PROBLEM:
Rewrite every line of the records below as one numbered list, leaving out the blank lines.

DATASET CONTENT:

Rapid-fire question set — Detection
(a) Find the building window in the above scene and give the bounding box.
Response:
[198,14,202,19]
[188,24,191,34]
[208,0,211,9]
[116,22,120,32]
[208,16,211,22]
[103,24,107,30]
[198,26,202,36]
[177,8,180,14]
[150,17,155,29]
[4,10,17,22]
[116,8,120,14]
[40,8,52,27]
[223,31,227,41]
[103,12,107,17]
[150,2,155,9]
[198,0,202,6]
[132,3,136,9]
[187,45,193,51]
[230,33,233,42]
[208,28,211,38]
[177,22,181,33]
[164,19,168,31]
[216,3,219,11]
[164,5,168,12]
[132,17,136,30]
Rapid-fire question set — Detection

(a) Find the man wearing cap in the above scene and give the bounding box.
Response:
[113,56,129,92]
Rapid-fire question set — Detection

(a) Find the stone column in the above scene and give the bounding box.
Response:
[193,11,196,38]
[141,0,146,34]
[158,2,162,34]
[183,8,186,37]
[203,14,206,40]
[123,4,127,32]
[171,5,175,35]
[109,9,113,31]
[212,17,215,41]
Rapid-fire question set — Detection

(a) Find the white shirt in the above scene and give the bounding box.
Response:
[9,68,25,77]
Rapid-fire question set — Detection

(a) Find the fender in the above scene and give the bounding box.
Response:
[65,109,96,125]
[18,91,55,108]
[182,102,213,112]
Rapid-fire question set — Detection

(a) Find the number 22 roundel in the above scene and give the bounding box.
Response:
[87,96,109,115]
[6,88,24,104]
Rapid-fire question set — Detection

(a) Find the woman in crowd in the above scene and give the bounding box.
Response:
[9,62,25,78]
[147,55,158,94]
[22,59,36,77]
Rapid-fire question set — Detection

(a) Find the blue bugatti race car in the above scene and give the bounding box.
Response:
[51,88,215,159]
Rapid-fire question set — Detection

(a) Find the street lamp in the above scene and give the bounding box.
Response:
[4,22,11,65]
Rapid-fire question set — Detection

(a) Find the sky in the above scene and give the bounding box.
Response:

OUTPUT FOR THIS EXERCISE:
1. Rapid-fire question set — Detection
2. (a) Find the building window in the above scene and give the bounding box.
3. Response:
4. [198,14,202,19]
5. [188,24,191,34]
6. [208,0,211,9]
7. [116,22,120,32]
8. [208,16,211,22]
9. [103,24,107,30]
10. [198,26,202,36]
11. [177,8,180,14]
12. [150,17,155,29]
13. [4,10,17,22]
14. [116,8,120,14]
15. [40,8,52,27]
16. [223,31,227,41]
17. [103,12,107,17]
18. [150,2,155,9]
19. [198,0,202,6]
20. [132,3,136,9]
21. [187,45,193,51]
22. [230,33,233,42]
23. [208,28,211,38]
24. [177,22,181,33]
25. [164,19,168,31]
26. [216,3,219,11]
27. [164,5,168,12]
28. [132,17,136,30]
29. Rapid-fire question set — Detection
30. (a) Find the man wearing cap in the above scene and give the bounding box.
31. Response:
32. [113,56,129,92]
33. Rapid-fire question set — Detection
34. (a) Find the stone column in the above scene and give the bounding box.
35. Response:
36. [193,11,196,38]
37. [141,0,146,34]
38. [158,2,162,34]
39. [183,8,186,37]
40. [203,14,206,40]
41. [123,4,127,32]
42. [171,5,175,35]
43. [109,9,113,31]
44. [212,17,215,41]
45. Rapid-fire question set — Detection
46. (a) Find the white shirt in the above scene and give the bounding box.
47. Response:
48. [9,68,25,77]
49. Rapid-fire question set — Detection
50. (a) Find the fender in the above scene and give the bounding box.
51. Response:
52. [65,109,96,125]
53. [18,91,55,108]
54. [182,102,213,112]
55. Rapid-fire question set — Detection
56. (a) Find the number 22 roundel in the above scene and give the bounding box.
57. Response:
58. [87,96,109,115]
59. [6,88,24,104]
60. Rapid-fire question set — Detection
61. (a) Find the woman in crowd in the above scene and give the bounding box.
62. Response:
63. [9,62,25,78]
64. [147,55,158,94]
65. [22,59,36,77]
66. Rapid-fire question set — Detection
67. (a) Find the blue bugatti race car in the above scene and give the bounding box.
68. Response:
69. [51,88,215,159]
70. Rapid-fire question set — Detection
71. (a) Find the street lamp in the above scene and give the bounding box.
72. Response:
73. [4,22,11,65]
74. Rapid-fire question set — Detection
75. (a) Find the sky in the above scene and give the bounding box.
76. Response:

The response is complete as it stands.